- _YOUR TASK_: Whatever appears in the records apart from pictures must be reproduced exactly.

- _RECORDS PROVIDED_:

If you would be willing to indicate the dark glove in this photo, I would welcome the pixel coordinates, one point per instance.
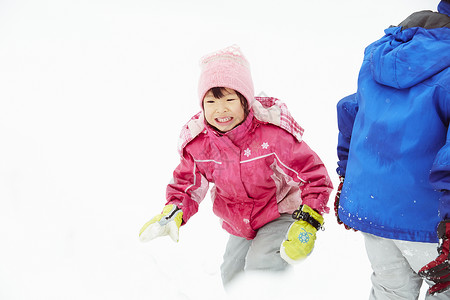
(438, 270)
(336, 203)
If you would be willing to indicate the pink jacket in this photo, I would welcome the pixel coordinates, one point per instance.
(260, 169)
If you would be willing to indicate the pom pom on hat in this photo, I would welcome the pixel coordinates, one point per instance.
(226, 68)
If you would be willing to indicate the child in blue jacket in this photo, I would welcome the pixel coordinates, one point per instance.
(394, 157)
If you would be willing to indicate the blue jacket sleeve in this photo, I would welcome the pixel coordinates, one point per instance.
(346, 113)
(440, 171)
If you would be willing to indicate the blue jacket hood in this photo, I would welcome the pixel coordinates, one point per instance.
(404, 57)
(444, 8)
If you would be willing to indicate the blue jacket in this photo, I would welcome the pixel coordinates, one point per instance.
(394, 144)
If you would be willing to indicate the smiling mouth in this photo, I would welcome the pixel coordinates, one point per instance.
(224, 120)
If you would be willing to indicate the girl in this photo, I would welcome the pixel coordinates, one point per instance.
(252, 150)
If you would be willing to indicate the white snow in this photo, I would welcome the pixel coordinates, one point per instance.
(92, 97)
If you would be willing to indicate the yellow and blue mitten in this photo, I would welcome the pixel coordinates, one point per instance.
(301, 235)
(166, 223)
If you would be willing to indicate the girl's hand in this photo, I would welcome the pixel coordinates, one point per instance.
(301, 235)
(166, 223)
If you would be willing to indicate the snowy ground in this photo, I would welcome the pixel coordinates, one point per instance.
(92, 96)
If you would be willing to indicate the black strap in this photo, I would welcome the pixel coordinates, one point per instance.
(299, 214)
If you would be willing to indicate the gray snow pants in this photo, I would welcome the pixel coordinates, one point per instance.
(262, 253)
(395, 265)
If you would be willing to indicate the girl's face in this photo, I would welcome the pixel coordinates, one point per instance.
(224, 113)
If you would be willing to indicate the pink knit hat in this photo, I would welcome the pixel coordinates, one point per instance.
(226, 68)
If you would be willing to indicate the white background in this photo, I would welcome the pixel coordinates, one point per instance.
(92, 98)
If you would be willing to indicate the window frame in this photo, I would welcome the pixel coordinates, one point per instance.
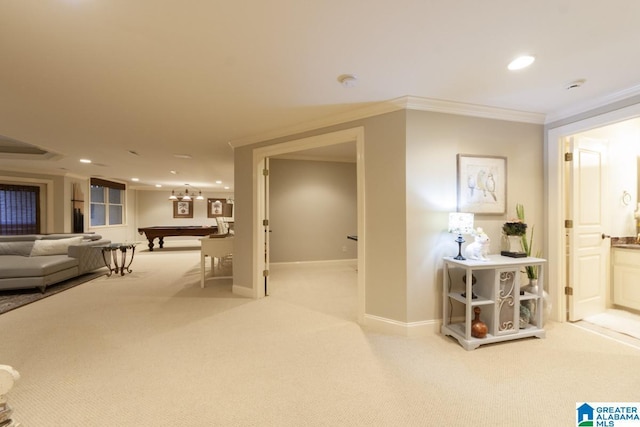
(106, 186)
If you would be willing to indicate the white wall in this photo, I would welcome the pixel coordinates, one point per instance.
(312, 209)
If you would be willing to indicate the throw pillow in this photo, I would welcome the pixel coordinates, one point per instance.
(54, 247)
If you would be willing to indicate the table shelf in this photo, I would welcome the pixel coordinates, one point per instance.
(496, 283)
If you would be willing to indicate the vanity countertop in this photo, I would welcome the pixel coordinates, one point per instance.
(625, 242)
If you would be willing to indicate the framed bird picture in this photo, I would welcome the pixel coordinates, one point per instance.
(482, 184)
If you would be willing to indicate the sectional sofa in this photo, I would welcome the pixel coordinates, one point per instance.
(40, 260)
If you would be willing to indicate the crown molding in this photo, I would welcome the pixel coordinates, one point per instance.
(402, 103)
(594, 104)
(375, 109)
(473, 110)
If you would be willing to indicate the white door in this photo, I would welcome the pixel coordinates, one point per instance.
(588, 243)
(266, 225)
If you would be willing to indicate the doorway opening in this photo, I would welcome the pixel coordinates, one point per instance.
(606, 126)
(261, 158)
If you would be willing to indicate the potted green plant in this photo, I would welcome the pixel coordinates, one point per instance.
(514, 230)
(527, 245)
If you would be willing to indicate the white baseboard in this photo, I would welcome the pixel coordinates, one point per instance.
(334, 262)
(242, 291)
(412, 329)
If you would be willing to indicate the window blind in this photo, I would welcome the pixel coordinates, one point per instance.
(19, 209)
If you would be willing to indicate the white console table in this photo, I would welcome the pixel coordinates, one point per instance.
(497, 291)
(213, 247)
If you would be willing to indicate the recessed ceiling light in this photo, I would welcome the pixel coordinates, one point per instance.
(521, 62)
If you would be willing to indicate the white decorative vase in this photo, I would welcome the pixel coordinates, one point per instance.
(515, 243)
(531, 288)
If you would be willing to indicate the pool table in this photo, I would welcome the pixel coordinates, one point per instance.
(163, 231)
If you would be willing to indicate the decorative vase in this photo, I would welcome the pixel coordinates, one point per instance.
(531, 288)
(525, 316)
(515, 244)
(478, 327)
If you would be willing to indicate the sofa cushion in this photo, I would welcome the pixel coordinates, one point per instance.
(19, 266)
(54, 247)
(16, 248)
(55, 236)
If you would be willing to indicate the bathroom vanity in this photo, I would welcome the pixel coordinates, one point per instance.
(626, 274)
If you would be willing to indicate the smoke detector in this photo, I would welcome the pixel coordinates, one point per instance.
(347, 80)
(576, 84)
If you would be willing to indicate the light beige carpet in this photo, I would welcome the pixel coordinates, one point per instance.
(154, 349)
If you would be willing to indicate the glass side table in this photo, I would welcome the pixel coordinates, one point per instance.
(114, 256)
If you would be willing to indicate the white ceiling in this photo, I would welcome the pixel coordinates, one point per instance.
(99, 79)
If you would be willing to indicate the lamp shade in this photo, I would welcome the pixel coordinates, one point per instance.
(460, 223)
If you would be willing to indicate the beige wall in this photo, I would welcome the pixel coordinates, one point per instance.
(410, 187)
(433, 141)
(312, 209)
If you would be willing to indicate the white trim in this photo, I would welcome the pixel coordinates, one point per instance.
(459, 108)
(555, 197)
(328, 262)
(394, 327)
(260, 154)
(405, 102)
(242, 291)
(594, 104)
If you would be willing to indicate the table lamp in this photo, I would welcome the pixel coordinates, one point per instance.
(460, 223)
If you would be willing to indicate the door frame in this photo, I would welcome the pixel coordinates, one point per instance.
(355, 135)
(556, 193)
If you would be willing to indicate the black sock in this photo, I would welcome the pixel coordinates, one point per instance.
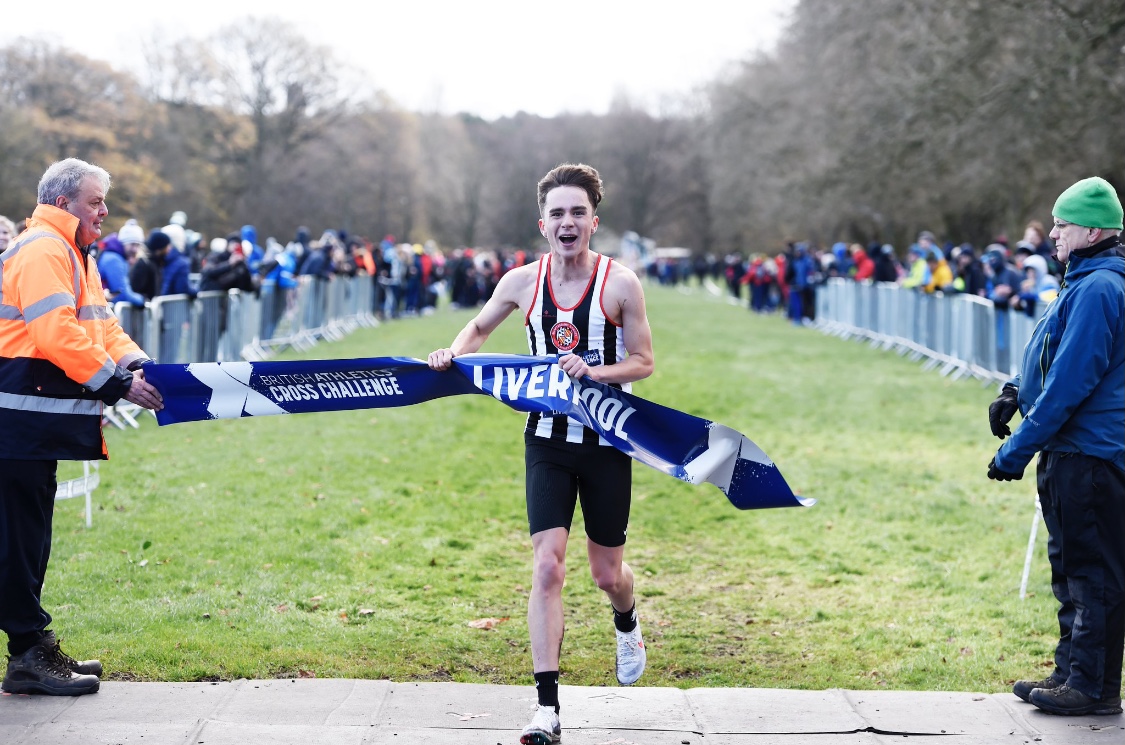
(626, 621)
(547, 687)
(20, 643)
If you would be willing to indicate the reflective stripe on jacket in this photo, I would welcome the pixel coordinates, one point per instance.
(62, 352)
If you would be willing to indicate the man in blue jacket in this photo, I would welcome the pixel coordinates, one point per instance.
(114, 268)
(1071, 394)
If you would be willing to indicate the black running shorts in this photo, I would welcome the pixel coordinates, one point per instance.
(558, 474)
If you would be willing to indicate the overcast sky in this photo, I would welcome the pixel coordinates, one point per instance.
(491, 57)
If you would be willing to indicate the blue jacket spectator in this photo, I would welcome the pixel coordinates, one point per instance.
(176, 266)
(114, 268)
(255, 254)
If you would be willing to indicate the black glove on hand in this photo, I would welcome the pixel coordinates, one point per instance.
(1001, 411)
(998, 475)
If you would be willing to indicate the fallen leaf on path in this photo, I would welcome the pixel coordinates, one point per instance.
(486, 624)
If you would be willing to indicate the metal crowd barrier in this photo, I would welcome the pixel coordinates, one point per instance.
(960, 334)
(217, 326)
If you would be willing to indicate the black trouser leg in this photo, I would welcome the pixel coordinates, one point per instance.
(1088, 497)
(1050, 508)
(27, 504)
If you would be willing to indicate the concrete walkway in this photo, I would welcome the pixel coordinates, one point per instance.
(380, 712)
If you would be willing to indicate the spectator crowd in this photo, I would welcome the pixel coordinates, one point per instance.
(1023, 278)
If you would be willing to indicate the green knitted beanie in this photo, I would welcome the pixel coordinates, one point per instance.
(1090, 203)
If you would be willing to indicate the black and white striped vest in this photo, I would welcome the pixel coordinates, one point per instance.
(581, 330)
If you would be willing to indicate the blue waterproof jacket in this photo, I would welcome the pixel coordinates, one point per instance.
(114, 268)
(1072, 379)
(177, 270)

- _EXERCISE OUTPUT_:
If you would be willing to indicate the dark glove in this photo, I would welcome the pixel coordinates, one point per instance.
(438, 270)
(336, 203)
If you would be willing to indicate the pink jacket in this photo, I would welcome the pixel coordinates, one point per instance.
(260, 169)
If you would be willing to indicate the pom pom on hat in this photo, I would welcome the pixel coordinates, one point per instance.
(226, 68)
If you would be willing to indicate the child in blue jacket in this photo, I would welcome the pixel coordinates, one point per instance.
(394, 157)
If you would be willing to indicate the blue jacket sleeve in this photo, I would welcome the pixel coordinates, one point per instance.
(346, 113)
(440, 171)
If you would be willing to indicate the blue jacket hood in this photo, I would welcome the pixel coordinates, one point per instance.
(404, 57)
(444, 8)
If you would be willing to indicate the blue jacket in this photo, I would welcome the pixel coordinates, one point per instance.
(394, 144)
If you would be willing to indicate the smiling mouth in this photo, I would welcome the pixel coordinates, one point per instance.
(224, 120)
If you would be willing to indicate the girl in this photo, I would welcome the pixel coordinates, one point per instance.
(252, 150)
If you would be willing to indicate the white snow in this photo, I would welcome the pixel coordinates, one point per instance.
(92, 97)
If you would be willing to indicate the yellow and blue mitten in this photo, I would welcome the pixel coordinates, one point per instance.
(301, 235)
(166, 223)
If you would be willing to indicate the girl's hand in this photo, I would welcome the pixel coordinates, one point per instance.
(301, 235)
(166, 223)
If you would be willing to indicate the snowy ground in this photo, I would welcome the pixel coordinates, one point per instance.
(92, 96)
If you would be willing to indicate the black strap in this photo, I would welcome the pixel coordinates, one point per instance.
(299, 214)
If you would be willing to indicate the gray snow pants in this photo, I would welcome the pixel coordinates, one point per instance.
(262, 253)
(395, 265)
If you would be willing to indicate the girl's face in this photo, I would welcome the pixel coordinates, one point per instance.
(224, 113)
If you would be willing to indicate the pink knit hat in this photo, I would welcome the pixel coordinates, one point per instance.
(226, 68)
If you would be willing to indicate the white background in this photo, I would welcome the pixel coordinates, one point per instance.
(92, 98)
If you would be willing to indicate the window frame in this photo, I would welcome the pixel coordinates, one point per instance.
(106, 186)
If you would be willing to indicate the white wall in this photo, I would welcome the pixel coordinates, one point per instance.
(312, 209)
If you would be willing to indicate the throw pillow in this photo, I would welcome the pixel coordinates, one point per instance.
(54, 247)
If you would be willing to indicate the table shelf in this photo, I would welcome the pixel coordinates, one point per instance.
(496, 283)
If you would be willing to indicate the vanity countertop in this photo, I would welcome the pixel coordinates, one point per instance.
(625, 242)
If you would be willing to indicate the framed bird picture in this photo, I would welcome the pixel coordinates, one point per instance.
(482, 184)
If you would be willing to indicate the sectional sofa in this photo, I would welcome the pixel coordinates, one point per instance.
(40, 260)
If you would be willing to indicate the crown molding in this photo, I would welcome the pixel coordinates, one point per instance.
(402, 103)
(594, 104)
(375, 109)
(473, 110)
If you would be willing to indicate the white door in this photo, I would welcome the pixel coordinates, one point per instance.
(588, 243)
(266, 225)
If you would be willing to indicate the doorway opening in this photo, I would welcome the pixel coordinates, one point per instance.
(606, 126)
(261, 158)
If you would be willing to indicate the potted green plant in this photo, I would welcome the pixel coordinates, one point per instance.
(514, 230)
(527, 245)
If you would be willing to indicate the white baseboard in this photo, I would welcome the pixel coordinates, one point per instance.
(334, 262)
(242, 291)
(412, 329)
If you would be willing to indicate the window blind in this photo, I would welcome the pixel coordinates, one point per instance.
(19, 209)
If you would be willing to indicate the white console table in this photo, I would welcome the pixel coordinates, one point per instance.
(497, 291)
(213, 247)
If you would be willing to indicate the recessed ceiling light in this photo, I would welcome the pixel coordinates, one point per instance.
(521, 62)
If you would be willing to indicate the white decorative vase in this photo, I would welcome the pixel coordinates, one point per instance.
(515, 243)
(531, 288)
If you would be willing to indicate the pool table in this photo, I would welcome the pixel coordinates, one point per instance.
(163, 231)
If you would be willing to indicate the decorative vase in this photo, I would welcome the pixel coordinates, one point per instance.
(531, 288)
(525, 316)
(515, 244)
(478, 327)
If you would be willing to indicate the sofa cushion in this photo, I would welcome the pixel coordinates, one point per instance.
(19, 266)
(54, 247)
(16, 248)
(55, 236)
If you would be willing to indicate the bathroom vanity in this photo, I would welcome the pixel coordinates, one point per instance.
(626, 274)
If you would be willing to indicate the smoke detector in this photo, I would welcome the pixel coordinates, one point per instance.
(347, 80)
(576, 84)
If you would be willing to indicate the light beige carpet in this photo, I would welcome the pixel coordinates, one point per instance.
(154, 349)
If you would be willing to indicate the glass side table in this photo, I would welcome the pixel coordinates, one point per instance.
(114, 256)
If you would be willing to indicate the white ceiling in this photo, I would welcome the pixel coordinates, one point per instance.
(99, 79)
If you would be willing to indicate the lamp shade in this photo, I would welcome the pixel coordinates, one point per instance.
(460, 223)
If you would be willing to indicate the beige wall in this photo, I would welcome the pixel coordinates, one point per instance.
(410, 187)
(433, 141)
(312, 209)
If you would be willing to indicate the white trim in this photo, I would welcome the pixel coordinates, one point per instance.
(459, 108)
(555, 197)
(328, 262)
(394, 327)
(260, 154)
(405, 102)
(242, 291)
(594, 104)
If you would be willing to indicate the table lamp in this photo, I would welcome the pixel coordinates, one point per instance.
(460, 223)
If you would be willing to indicate the door frame in this photo, I would welcome the pixel coordinates, one point per instance.
(355, 135)
(556, 193)
If you would be willing to indicate the black sock in this photo, I would welcome the pixel coordinates, one point per instance.
(626, 621)
(547, 687)
(20, 643)
If you would be willing to indicate the reflective stripe on jacket in this photo, I would welcome the pixel coordinates, one point per instance.
(62, 352)
If you would be willing to indicate the man in blue jacket in this photo, I would welcome the pixel coordinates, one point per instance.
(114, 268)
(1071, 394)
If you would be willing to indicate the black running shorts in this photo, I would welcome the pixel coordinates, one point per instance.
(558, 474)
If you would be willing to indicate the overcast sky in this photo, I would welcome the pixel coordinates, one point per instance.
(491, 57)
If you would be willing to indicate the blue jacket spectator in this photo, I would welcome the pixel coordinates, one point per instance.
(176, 266)
(114, 268)
(255, 254)
If you would be willing to indicate the black glove on hand in this photo, I would welcome the pixel coordinates, one point per instance.
(1001, 411)
(998, 475)
If you would be willing to indicate the fallen leaf on path in this photo, I would welcome the pixel coordinates, one point per instance.
(486, 624)
If you would be willing to indicate the metal crowd barrier in this photo, I would welcome the pixel coordinates, one point per instance.
(960, 334)
(217, 326)
If you would be willing to indicate the black trouser leg in this photo, I would welcome the pixel coordinates, one point per instance.
(1088, 497)
(1050, 508)
(27, 504)
If you would be willing to indicate the concrete walkway in this photo, I would welcome the pixel coordinates, one point per instance.
(380, 712)
If you would be willing to indicate the spectator crowd in this photo, I would welcome the pixel coordinates, one point per instance.
(1023, 278)
If you would be willing to indicate the green knitted beanie in this photo, I would welcome the pixel coordinates, one point per instance.
(1090, 203)
If you would be willing to indicate the black and white striped vest in this photo, I would welcome the pixel coordinates, one point per instance.
(581, 330)
If you would be willing to indicate the blue waterproof jacket in this photo, I would welcome the pixel coordinates, one point per instance.
(114, 268)
(1072, 379)
(177, 270)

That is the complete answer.